───── Excerpted passage

Briefings Magazine

Lose Yourself: The Year’s Must-Read Novels

Readers seek a break from reality, with fiction sales up 35 percent over the past year.

See the latest issue of Briefings at newsstands or read in our new format here.

By Vindhya Burugupalli

Whether it’s about a natural disaster or an interpersonal conflict, storytelling attempts to make sense of the puzzling and peculiar. It creates a space for grappling with the ethical dilemmas inherent to the human experience. There’s little surprise, then, that reading in general jumped up 35 percent globally during the pandemic. But unlike years past when memoirs and self-help manuals were all the rage, today people want to escape into make-believe. Readers and authors alike have gravitated toward dark, dystopian tales anchored in social commentary on race, gender, and identity. There have also been a breakthrough number of women authors making their debut, with feminine-centric storylines dominating the literary scene. From mind-bending thrillers to giddy rom-coms, in the face of upheaval and uncertainty Briefings presents these worthwhile fictional fall reads.

──────────

**Activity 1**
Reproduce the part of the Briefings article on must-read novels starting at "Whether it’s about" and ending at "fictional fall reads.".
**Activity 2**
According to the Briefings article on must-read novels, what kinds of books were all the rage in years past?

───── Excerpted data

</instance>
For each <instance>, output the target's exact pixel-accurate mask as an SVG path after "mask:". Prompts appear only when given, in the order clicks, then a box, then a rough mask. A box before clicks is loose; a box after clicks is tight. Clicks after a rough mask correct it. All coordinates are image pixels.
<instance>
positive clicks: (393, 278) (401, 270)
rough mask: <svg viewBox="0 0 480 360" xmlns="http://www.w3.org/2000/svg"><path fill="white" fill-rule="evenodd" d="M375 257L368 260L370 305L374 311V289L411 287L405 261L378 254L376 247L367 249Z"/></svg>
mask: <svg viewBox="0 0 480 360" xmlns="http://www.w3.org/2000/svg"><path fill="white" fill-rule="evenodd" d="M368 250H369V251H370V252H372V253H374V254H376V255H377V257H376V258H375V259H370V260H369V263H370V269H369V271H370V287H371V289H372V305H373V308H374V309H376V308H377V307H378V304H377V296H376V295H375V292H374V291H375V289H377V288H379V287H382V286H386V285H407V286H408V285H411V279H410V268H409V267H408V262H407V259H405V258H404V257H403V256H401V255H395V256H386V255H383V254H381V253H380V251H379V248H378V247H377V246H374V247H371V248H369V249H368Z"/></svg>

──────────

**Your solution 1**
Whether it’s about a natural disaster or an interpersonal conflict, storytelling attempts to make sense of the puzzling and peculiar. It creates a space for grappling with the ethical dilemmas inherent to the human experience. There’s little surprise, then, that reading in general jumped up 35 percent globally during the pandemic. But unlike years past when memoirs and self-help manuals were all the rage, today people want to escape into make-believe. Readers and authors alike have gravitated toward dark, dystopian tales anchored in social commentary on race, gender, and identity. There have also been a breakthrough number of women authors making their debut, with feminine-centric storylines dominating the literary scene. From mind-bending thrillers to giddy rom-coms, in the face of upheaval and uncertainty Briefings presents these worthwhile fictional fall reads.

**Your solution 2**
Memoirs and self-help manuals.